Entries listed in a dataset:

»»

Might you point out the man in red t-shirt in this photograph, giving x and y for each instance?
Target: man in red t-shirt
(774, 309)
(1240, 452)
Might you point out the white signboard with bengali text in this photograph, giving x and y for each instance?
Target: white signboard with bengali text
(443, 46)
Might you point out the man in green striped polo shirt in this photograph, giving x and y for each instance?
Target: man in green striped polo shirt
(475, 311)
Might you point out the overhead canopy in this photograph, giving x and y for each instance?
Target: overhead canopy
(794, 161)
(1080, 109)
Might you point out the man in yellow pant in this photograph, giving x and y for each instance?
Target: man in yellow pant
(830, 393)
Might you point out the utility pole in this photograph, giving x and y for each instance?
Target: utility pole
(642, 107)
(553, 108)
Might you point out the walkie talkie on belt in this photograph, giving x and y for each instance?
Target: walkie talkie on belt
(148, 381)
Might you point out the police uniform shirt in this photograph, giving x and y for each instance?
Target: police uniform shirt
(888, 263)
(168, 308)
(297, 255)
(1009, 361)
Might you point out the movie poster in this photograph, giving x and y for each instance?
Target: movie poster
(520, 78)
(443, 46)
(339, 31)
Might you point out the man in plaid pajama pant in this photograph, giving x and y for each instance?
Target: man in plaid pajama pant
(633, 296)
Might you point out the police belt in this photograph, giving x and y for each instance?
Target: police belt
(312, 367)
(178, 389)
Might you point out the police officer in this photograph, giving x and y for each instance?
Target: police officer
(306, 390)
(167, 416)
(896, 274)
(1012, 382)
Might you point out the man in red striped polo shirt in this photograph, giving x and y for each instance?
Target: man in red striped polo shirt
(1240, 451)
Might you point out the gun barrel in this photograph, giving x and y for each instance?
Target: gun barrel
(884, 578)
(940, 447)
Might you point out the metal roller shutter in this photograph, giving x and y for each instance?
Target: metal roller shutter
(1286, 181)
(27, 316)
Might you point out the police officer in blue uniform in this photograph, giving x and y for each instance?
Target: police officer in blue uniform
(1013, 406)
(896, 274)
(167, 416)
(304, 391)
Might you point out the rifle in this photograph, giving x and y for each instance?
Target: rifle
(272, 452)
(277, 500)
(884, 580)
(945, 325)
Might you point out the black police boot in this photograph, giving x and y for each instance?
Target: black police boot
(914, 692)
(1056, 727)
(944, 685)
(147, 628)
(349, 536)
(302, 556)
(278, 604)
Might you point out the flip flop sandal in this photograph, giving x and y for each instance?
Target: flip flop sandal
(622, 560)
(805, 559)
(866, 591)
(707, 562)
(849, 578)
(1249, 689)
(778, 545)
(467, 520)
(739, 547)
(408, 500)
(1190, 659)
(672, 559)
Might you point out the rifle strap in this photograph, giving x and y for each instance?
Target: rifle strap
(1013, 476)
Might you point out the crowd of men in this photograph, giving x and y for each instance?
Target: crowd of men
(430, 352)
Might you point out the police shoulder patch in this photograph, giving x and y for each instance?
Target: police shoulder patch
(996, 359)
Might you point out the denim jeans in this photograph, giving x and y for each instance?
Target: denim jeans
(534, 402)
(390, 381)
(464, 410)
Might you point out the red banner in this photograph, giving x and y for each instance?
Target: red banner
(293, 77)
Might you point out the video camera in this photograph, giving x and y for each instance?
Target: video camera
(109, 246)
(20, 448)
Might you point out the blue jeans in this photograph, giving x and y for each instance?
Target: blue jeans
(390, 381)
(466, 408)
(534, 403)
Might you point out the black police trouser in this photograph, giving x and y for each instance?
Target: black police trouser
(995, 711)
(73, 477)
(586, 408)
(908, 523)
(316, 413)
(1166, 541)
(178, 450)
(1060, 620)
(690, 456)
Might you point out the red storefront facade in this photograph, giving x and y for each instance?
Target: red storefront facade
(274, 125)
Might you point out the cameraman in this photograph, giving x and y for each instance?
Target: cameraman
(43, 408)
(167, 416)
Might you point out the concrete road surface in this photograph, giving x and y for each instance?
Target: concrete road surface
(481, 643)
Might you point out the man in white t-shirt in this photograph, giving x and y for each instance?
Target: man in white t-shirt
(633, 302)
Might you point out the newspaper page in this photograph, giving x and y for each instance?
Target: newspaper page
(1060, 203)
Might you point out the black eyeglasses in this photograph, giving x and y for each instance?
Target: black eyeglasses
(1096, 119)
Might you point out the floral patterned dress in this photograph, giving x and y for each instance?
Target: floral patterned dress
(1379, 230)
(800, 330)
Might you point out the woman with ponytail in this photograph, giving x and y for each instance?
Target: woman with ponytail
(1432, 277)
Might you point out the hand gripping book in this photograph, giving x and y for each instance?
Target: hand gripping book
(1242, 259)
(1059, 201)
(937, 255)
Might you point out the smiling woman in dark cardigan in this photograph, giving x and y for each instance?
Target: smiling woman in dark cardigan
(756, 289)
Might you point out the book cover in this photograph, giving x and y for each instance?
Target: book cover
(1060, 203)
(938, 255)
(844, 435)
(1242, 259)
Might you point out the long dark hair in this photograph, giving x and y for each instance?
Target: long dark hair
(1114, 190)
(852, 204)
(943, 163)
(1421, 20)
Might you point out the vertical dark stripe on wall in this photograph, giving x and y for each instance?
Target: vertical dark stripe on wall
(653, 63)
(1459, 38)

««

Exercise: Rewrite all of the entries as a JSON list of strings, with one string per line and no strings for blank lines.

Answer for this exercise:
[
  "Might you point out the man in red t-shirt in this photograph, giving x and y for each instance?",
  "Target: man in red t-shirt",
  "(774, 309)",
  "(1240, 452)",
  "Might you point out the white signboard with bengali text in this photograph, giving x and y for each instance?",
  "Target: white signboard with bengali text",
  "(443, 46)",
  "Might you point out the man in green striped polo shirt in this photograph, giving x and y for each instance?",
  "Target: man in green striped polo shirt",
  "(475, 311)",
  "Might you point out the overhead canopy in this photograph, giving x and y for each instance?",
  "Target: overhead canopy",
  "(794, 161)",
  "(1080, 109)",
  "Might you point out the man in yellow pant in this photograph, giving x and y for each instance?",
  "Target: man in yellow pant",
  "(830, 393)",
  "Might you point out the utility pole in this photograph, giving x and y for each instance?",
  "Target: utility pole",
  "(642, 107)",
  "(553, 108)",
  "Might you point out the walkie talkie on belt in this photograph, giving x and y for each instance?",
  "Target: walkie talkie on belt",
  "(148, 381)",
  "Might you point out the police uniform shirt in this photograph, giving x and y for each instance?",
  "Target: police uniform shirt",
  "(888, 263)",
  "(168, 308)",
  "(297, 255)",
  "(1009, 361)",
  "Might you point out the movie poster in this photograph, giving x and y for each instance?",
  "Target: movie poster",
  "(520, 78)",
  "(443, 46)",
  "(339, 31)",
  "Might you point out the man in plaid pajama pant in this photograph, giving x and y for each instance?",
  "Target: man in plaid pajama pant",
  "(633, 296)",
  "Might you point out the police belt in this photograph, giving x and y for each instance?",
  "Target: police belt",
  "(312, 367)",
  "(178, 389)",
  "Might you point out the police officer in this photograph, giving x and y for each instance?",
  "Target: police officer",
  "(306, 390)",
  "(167, 416)",
  "(896, 274)",
  "(1012, 382)",
  "Might you point out the man in red striped polo shirt in this photograph, giving x and y for each instance?",
  "Target: man in red striped polo shirt",
  "(1240, 451)",
  "Might you point out the gun barrel in this photograph, giving x and y for each instance?",
  "Target: gun barrel",
  "(884, 578)",
  "(940, 447)",
  "Might you point out the metal roller shutter in this photograph, giving x and y for each instance?",
  "Target: metal roller shutter",
  "(1286, 181)",
  "(27, 316)",
  "Might you point out the police officer in blue uniform in this photograph, giving x and y for each instance?",
  "Target: police officer in blue uniform",
  "(1013, 406)",
  "(896, 274)",
  "(167, 416)",
  "(304, 391)",
  "Might you point out the rifle in this photograph, giving x and y for each instance?",
  "Target: rifle",
  "(272, 452)",
  "(277, 500)",
  "(884, 580)",
  "(945, 325)",
  "Might you point out the black police boot in this photograph, giving x and y for each instance?",
  "Target: black police boot",
  "(914, 692)",
  "(1056, 727)",
  "(944, 685)",
  "(147, 628)",
  "(349, 536)",
  "(302, 556)",
  "(278, 604)",
  "Might you point out the flip flop sandal in this photograph, giving x and y for each instance?",
  "Target: flip flop sandal",
  "(622, 560)",
  "(805, 559)",
  "(866, 591)",
  "(707, 562)",
  "(849, 578)",
  "(1249, 689)",
  "(778, 545)",
  "(467, 520)",
  "(739, 547)",
  "(408, 500)",
  "(1190, 659)",
  "(672, 559)",
  "Might you point out the rifle strap in this photograph, giving x and y for each instance?",
  "Target: rifle strap",
  "(1013, 476)",
  "Might you point out the crowd of men in this photograph, giving x and y for each instance?",
  "Target: crowd of men",
  "(430, 352)",
  "Might you point out the police shoulder patch in this photograph, giving x and y for each instance?",
  "Target: police shoulder patch",
  "(996, 359)",
  "Might you point out the denim jeans in this photograph, giving x and y for each instance?",
  "Target: denim jeans",
  "(534, 402)",
  "(390, 381)",
  "(464, 410)",
  "Might you point out the red banner in this photograph, giving x and y for each instance?",
  "Target: red banner",
  "(293, 77)",
  "Might you point out the video camera in this photograph, giving x and y for each instance?",
  "Target: video camera",
  "(109, 246)",
  "(20, 448)",
  "Might you point out the blue jeans in this photograph, giving x and y for each instance?",
  "Target: blue jeans",
  "(390, 381)",
  "(466, 408)",
  "(534, 403)",
  "Might you point out the black police trouser in this photograph, giving x and y for each instance?",
  "Target: black police trouser",
  "(995, 711)",
  "(73, 477)",
  "(586, 408)",
  "(908, 523)",
  "(316, 413)",
  "(1166, 541)",
  "(178, 450)",
  "(1060, 620)",
  "(690, 456)",
  "Might you point out the red storefront facade in this photograph, giving x and y for each instance?",
  "Target: red storefront facade",
  "(274, 125)",
  "Might you point out the cameraman in this photograph, giving x and y for each instance?",
  "Target: cameraman",
  "(43, 408)",
  "(167, 416)",
  "Might you point out the concrete road surface in this photograph, giving x and y for each instance?",
  "Target: concrete road surface",
  "(481, 643)",
  "Might you point out the man in white t-shirt in this photograph, giving x and y for each instance?",
  "Target: man in white t-shirt",
  "(633, 302)",
  "Might you point out the newspaper page in this photograph, giving x and y for each instance?",
  "Target: newspaper page",
  "(1060, 203)",
  "Might you point out the black eyeglasses in this photograph, giving x and y for each instance?",
  "Target: black eyeglasses",
  "(1096, 119)",
  "Might you point out the floral patterned dress in this photograph, giving x and y for each instance?",
  "Target: floral patterned dress",
  "(1379, 230)",
  "(800, 330)",
  "Might you point out the woman with ponytail in this photograph, giving x and y for each instance?",
  "Target: woman with ponytail",
  "(1432, 277)",
  "Might you point out the hand gripping book in this photograph, giving x and y for each instance?",
  "Target: hand gripping book",
  "(1242, 259)",
  "(1059, 201)",
  "(937, 255)",
  "Might you point out the smiling woman in dark cardigan in this photograph, giving x and y for each instance?",
  "Target: smiling woman in dark cardigan",
  "(756, 289)",
  "Might you point out the book cover in this photograph, giving x and y for each instance?",
  "Target: book cover",
  "(1060, 203)",
  "(938, 255)",
  "(844, 435)",
  "(1242, 259)",
  "Might you point out the long dark hair in this photograph, giving x and y for each instance?",
  "Target: long dark hair",
  "(1114, 190)",
  "(852, 204)",
  "(943, 163)",
  "(1421, 20)",
  "Might you point out the vertical dark stripe on wall in this photograph, giving x and y for each instance?",
  "Target: vertical dark stripe on wall",
  "(653, 63)",
  "(1459, 38)"
]